Records supplied
------------------------------------------------------------------------

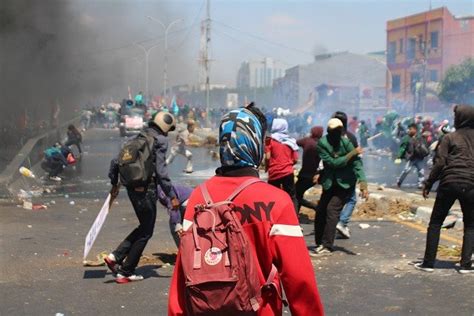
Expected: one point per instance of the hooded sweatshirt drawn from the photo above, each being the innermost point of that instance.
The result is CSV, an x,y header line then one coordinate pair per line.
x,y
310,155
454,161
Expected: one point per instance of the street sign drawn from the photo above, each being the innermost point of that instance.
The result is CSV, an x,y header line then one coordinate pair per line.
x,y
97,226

------------------------------------------------------------------------

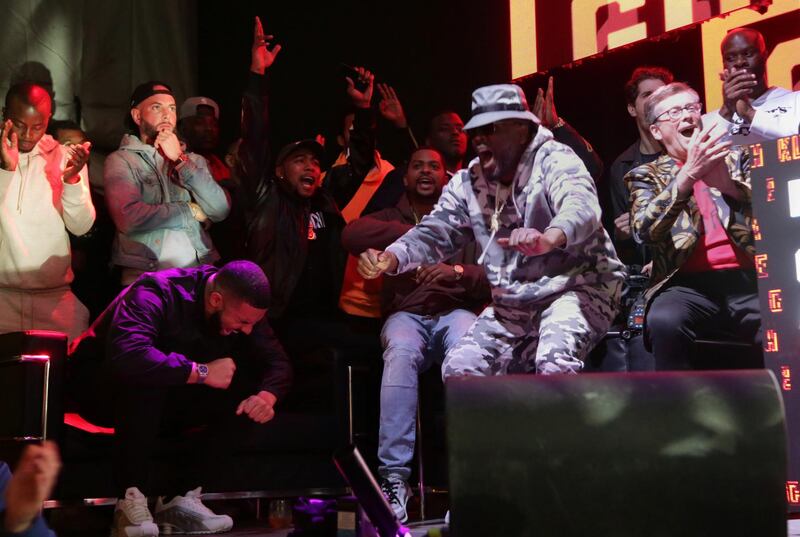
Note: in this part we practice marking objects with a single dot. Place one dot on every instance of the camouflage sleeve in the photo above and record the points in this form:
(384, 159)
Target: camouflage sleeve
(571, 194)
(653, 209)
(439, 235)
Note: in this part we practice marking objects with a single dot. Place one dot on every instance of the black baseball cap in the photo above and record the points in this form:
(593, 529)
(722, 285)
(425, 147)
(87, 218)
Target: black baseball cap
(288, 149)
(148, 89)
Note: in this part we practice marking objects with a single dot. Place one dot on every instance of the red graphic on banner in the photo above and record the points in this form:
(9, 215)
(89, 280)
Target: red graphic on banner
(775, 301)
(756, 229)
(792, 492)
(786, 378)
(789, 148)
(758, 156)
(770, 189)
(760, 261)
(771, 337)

------------------------------------------------------------------------

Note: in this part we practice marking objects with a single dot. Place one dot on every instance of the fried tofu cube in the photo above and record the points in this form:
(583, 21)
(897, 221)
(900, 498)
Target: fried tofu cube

------------------------------------------------------------------------

Exercise objective
Among the lines above, which ones hold the string "each"? Show them.

Written answer
Expected: one point per instance of the hooded sweatshirt drawn from the photo above, each being the innermost point of that instance.
Expected: one point per instance of the street sign drawn from the photo above, each being the innermost point of that instance.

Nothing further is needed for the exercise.